Racism Revisited
Jul 2002

Racism has been responsible for some of the most heinous crimes in history. But will we ever be able to stamp it out by the denial that racial difference may be more than skin-deep? Everyone knows that mere pigmentation levels cannot account for these differences, although most are afraid to even think such thoughts for fear of being branded racist. Following is an honest and decidedly politically incorrect examination of these issues.

WATCH A 100m men's sprint race at the Olympics and you will see an all-black line up. It would be difficult not to conclude that black races are the fastest because other races have had just as much opportunity to develop their genetic sprinting talent but are unable to run as fast. For us to refuse to even entertain that observation because it is racist is an act of denial. On the other hand, finding that most of the participants at a world theoretical physics convention are Asian or Caucasian does not lead to the conclusion that these races are cleverest scientifically because other races have not had the same opportunity and expectation to develop their genetic talent in this area… yet. If and when our societies become truly multicultural, differences between races will become more evident, unless society chooses to deny all differences.

The issues raised in the above paragraph are extremely politically incorrect. This is because racial equality, along with sexual equality, is a central dogma of democracy. And it should be! Democracy is a choice of social structure which affords equal rights and opportunities to all human beings because it asserts that all human beings are of equal value. There is nothing objective about values: this assertion of equality cannot be proved or disproved by observation; it is a basic premise that the enlightened individuals who founded true democracies decided upon. (Just because the fastest sprinters tend to be black does not mean that Blacks are more valuable.)

According to the Oxford English Dictionary, there are two definitions of racism: the first is the belief in the superiority of a race or races. (I presume this first definition is referring to intrinsic superiority because it is a fact that the Black men are superior at running 100 meters.) Intrinsic worth is a value judgement because it cannot be objectively measured, and so this aspect of racism is based on pure prejudice.

EXERCISE OBJECTIVE: In the essay on racism, what does the Oxford English Dictionary give as the first definition of racism? You will not need the listing to work with this text.

Extracted records

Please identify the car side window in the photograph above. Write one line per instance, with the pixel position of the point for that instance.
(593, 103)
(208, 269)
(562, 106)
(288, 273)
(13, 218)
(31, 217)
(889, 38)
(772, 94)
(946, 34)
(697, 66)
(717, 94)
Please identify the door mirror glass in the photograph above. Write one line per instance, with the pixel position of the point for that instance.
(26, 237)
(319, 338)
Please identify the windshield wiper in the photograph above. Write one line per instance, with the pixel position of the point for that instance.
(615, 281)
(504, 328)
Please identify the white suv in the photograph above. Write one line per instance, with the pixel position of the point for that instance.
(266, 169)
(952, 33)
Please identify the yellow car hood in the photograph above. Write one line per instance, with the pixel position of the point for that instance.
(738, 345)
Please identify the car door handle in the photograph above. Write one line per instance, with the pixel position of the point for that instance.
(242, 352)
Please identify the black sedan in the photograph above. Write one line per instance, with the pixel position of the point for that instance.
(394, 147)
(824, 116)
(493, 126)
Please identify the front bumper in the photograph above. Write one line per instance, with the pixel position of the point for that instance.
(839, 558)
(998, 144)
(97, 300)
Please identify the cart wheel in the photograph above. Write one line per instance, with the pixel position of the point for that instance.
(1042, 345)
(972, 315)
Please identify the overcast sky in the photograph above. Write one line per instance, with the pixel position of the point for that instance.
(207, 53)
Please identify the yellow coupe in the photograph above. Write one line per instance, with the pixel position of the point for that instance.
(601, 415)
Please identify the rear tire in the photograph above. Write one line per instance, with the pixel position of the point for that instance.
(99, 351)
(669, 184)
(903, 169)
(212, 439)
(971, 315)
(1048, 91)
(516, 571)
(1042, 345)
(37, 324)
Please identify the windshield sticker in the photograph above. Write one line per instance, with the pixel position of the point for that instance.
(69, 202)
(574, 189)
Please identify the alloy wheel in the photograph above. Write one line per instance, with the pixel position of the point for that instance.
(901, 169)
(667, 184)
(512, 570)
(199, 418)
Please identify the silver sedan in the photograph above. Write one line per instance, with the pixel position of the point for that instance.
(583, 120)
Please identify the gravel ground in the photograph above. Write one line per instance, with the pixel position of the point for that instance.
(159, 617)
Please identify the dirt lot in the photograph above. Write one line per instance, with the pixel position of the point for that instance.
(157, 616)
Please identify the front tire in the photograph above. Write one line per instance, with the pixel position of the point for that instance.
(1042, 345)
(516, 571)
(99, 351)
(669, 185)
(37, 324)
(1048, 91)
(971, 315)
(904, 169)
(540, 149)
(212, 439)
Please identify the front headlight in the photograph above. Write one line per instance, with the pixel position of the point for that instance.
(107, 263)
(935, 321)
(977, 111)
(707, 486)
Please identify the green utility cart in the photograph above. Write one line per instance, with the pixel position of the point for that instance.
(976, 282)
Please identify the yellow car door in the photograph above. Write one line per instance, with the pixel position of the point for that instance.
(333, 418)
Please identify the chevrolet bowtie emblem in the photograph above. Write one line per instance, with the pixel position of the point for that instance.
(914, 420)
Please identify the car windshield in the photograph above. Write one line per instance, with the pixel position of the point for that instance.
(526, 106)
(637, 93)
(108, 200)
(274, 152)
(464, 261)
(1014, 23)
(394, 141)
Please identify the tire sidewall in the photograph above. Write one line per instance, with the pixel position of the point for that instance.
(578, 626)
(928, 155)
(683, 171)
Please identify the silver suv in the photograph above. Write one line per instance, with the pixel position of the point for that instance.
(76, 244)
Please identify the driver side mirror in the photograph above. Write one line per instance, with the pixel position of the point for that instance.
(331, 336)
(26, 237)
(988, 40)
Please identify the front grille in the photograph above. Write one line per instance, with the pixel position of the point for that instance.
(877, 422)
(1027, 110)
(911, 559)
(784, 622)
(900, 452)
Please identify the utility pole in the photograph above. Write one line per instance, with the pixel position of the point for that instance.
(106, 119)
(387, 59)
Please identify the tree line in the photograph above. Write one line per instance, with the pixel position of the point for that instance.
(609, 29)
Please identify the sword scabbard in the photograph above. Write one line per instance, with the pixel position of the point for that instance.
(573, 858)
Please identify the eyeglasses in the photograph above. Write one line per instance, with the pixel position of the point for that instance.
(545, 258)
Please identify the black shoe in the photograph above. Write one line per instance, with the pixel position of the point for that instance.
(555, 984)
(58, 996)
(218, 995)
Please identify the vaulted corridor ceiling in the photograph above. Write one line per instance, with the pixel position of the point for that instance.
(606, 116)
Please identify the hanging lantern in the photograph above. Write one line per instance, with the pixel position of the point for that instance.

---

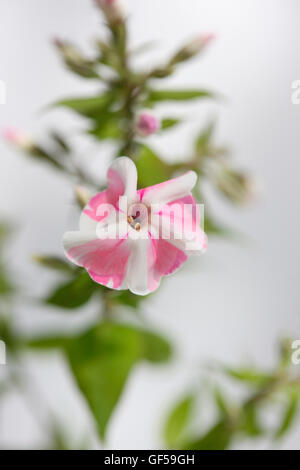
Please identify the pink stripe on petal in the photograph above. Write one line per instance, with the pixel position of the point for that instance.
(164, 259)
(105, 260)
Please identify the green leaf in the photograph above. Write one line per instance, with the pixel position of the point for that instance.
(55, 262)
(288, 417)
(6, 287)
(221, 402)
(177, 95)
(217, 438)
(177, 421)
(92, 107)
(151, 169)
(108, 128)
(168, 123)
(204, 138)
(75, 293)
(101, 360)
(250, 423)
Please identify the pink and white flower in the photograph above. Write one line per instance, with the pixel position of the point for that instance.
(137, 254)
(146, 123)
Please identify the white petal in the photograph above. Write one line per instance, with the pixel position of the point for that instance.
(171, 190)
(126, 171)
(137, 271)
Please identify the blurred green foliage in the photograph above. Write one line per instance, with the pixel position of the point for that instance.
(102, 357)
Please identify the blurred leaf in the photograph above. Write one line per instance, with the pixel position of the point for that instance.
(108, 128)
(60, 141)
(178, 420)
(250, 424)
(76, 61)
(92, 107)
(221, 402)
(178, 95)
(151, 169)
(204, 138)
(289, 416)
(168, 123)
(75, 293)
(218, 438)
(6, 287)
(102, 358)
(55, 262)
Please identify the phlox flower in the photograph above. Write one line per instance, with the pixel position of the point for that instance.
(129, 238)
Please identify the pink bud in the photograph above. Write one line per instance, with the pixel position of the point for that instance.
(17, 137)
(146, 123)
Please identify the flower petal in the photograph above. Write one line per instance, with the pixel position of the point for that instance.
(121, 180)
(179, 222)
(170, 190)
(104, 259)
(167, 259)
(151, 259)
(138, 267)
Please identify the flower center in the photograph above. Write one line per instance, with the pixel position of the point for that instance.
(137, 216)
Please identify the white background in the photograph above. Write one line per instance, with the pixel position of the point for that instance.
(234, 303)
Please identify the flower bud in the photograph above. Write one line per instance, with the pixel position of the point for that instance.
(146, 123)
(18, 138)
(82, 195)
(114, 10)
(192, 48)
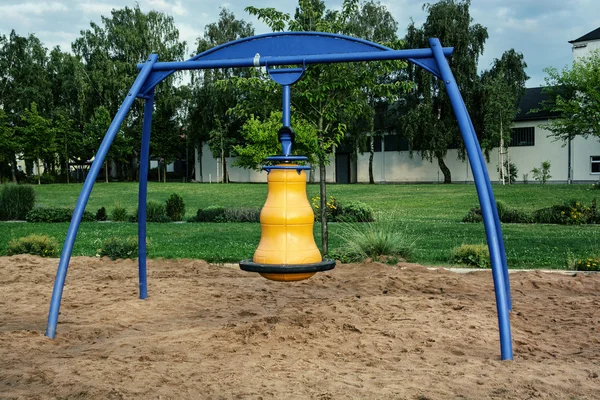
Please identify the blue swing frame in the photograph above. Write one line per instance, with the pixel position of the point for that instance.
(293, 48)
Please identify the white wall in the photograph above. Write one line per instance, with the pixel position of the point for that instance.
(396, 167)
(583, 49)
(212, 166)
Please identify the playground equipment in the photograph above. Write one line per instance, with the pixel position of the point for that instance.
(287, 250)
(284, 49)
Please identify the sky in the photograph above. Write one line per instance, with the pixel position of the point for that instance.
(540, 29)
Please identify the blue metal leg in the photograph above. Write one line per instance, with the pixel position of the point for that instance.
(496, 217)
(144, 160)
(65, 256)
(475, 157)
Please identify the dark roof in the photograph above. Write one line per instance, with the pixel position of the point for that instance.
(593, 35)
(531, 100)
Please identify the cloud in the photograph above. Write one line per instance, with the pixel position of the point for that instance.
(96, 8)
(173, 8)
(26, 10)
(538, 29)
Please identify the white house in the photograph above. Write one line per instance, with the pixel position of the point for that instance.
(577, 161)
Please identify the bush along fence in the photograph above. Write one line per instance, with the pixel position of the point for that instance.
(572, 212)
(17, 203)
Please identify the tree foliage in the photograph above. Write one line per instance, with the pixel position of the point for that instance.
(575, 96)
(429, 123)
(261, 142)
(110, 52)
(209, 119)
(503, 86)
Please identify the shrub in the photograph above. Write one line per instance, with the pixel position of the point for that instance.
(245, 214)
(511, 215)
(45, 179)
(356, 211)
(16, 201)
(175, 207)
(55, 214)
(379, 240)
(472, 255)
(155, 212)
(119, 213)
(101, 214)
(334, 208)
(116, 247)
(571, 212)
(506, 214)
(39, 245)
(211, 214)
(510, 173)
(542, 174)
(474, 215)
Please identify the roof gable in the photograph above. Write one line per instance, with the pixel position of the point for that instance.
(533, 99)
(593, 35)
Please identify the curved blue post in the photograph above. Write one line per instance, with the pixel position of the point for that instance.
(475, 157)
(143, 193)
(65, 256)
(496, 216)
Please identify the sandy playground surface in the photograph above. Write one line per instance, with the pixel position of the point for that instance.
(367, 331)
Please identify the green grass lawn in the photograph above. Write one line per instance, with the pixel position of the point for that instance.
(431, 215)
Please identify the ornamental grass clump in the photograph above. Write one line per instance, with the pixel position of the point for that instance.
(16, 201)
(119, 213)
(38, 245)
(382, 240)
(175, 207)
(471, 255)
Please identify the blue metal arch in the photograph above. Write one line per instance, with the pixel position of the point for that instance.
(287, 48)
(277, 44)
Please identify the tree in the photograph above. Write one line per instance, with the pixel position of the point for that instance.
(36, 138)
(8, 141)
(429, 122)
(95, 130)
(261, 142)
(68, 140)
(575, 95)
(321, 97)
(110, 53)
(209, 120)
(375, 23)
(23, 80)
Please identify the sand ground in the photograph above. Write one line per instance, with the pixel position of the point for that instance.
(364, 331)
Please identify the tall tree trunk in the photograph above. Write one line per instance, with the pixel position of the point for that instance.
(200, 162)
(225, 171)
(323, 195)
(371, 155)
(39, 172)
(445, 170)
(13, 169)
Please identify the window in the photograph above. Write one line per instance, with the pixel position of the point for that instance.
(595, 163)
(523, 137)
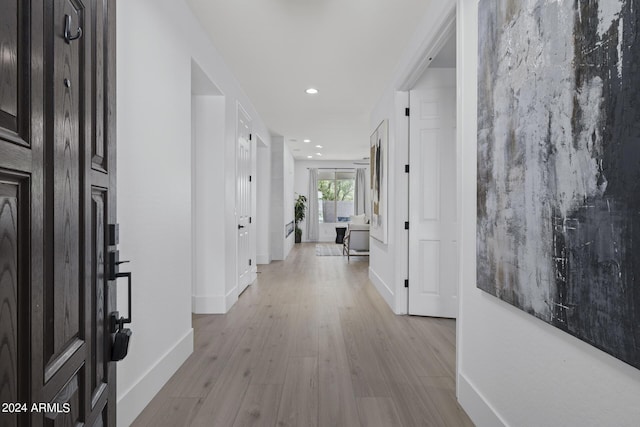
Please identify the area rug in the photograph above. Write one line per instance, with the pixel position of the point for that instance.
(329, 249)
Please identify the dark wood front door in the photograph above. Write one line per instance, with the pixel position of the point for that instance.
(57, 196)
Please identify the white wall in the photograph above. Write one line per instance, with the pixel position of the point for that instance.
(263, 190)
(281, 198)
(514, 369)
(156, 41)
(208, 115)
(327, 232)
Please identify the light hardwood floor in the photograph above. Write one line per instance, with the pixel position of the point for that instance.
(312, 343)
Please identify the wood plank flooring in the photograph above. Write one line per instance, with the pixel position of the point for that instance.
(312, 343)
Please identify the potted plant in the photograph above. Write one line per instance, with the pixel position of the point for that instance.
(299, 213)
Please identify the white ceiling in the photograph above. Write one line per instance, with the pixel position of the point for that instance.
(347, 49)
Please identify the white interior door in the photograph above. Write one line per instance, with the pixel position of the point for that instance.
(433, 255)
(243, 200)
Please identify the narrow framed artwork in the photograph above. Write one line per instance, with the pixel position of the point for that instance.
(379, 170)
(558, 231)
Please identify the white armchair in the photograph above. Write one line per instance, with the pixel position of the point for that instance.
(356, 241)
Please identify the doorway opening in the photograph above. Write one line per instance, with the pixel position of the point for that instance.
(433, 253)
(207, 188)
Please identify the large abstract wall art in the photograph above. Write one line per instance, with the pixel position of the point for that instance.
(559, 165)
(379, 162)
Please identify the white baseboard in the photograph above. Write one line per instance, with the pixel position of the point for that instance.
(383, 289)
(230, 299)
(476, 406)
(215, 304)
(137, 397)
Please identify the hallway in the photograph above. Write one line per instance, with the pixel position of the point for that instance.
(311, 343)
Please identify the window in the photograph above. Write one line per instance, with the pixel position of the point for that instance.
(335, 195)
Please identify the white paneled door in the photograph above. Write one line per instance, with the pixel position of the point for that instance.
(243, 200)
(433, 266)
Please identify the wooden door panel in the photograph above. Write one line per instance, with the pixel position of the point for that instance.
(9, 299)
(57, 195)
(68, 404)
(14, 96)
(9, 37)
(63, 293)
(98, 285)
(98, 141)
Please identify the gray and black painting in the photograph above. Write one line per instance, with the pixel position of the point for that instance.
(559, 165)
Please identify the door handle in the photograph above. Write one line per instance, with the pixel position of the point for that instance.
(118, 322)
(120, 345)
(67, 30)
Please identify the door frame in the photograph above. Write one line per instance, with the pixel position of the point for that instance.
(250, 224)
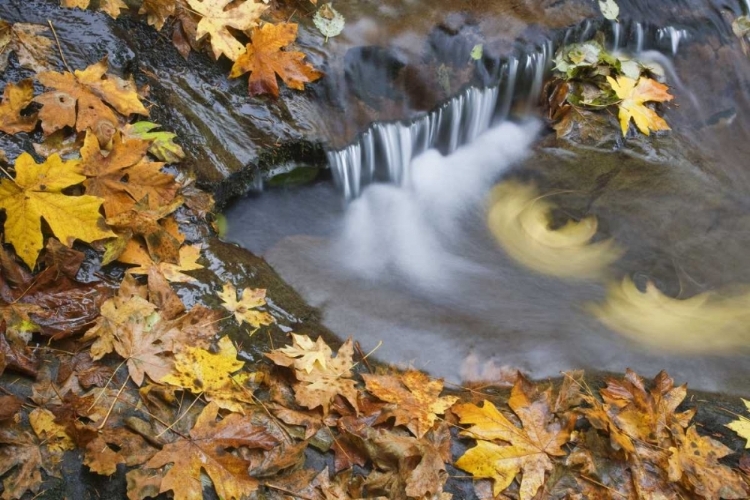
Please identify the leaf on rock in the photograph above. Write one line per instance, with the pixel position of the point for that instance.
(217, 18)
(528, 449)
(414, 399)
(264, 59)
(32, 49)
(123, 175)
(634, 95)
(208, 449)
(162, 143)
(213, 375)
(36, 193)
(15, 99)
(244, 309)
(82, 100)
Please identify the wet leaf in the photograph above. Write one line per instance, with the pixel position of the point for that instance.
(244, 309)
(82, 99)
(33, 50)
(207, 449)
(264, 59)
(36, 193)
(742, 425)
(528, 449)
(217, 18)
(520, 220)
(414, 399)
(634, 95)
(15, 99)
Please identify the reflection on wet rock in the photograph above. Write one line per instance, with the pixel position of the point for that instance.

EXPECTED ANSWER: The belief in the superiority of a race or races.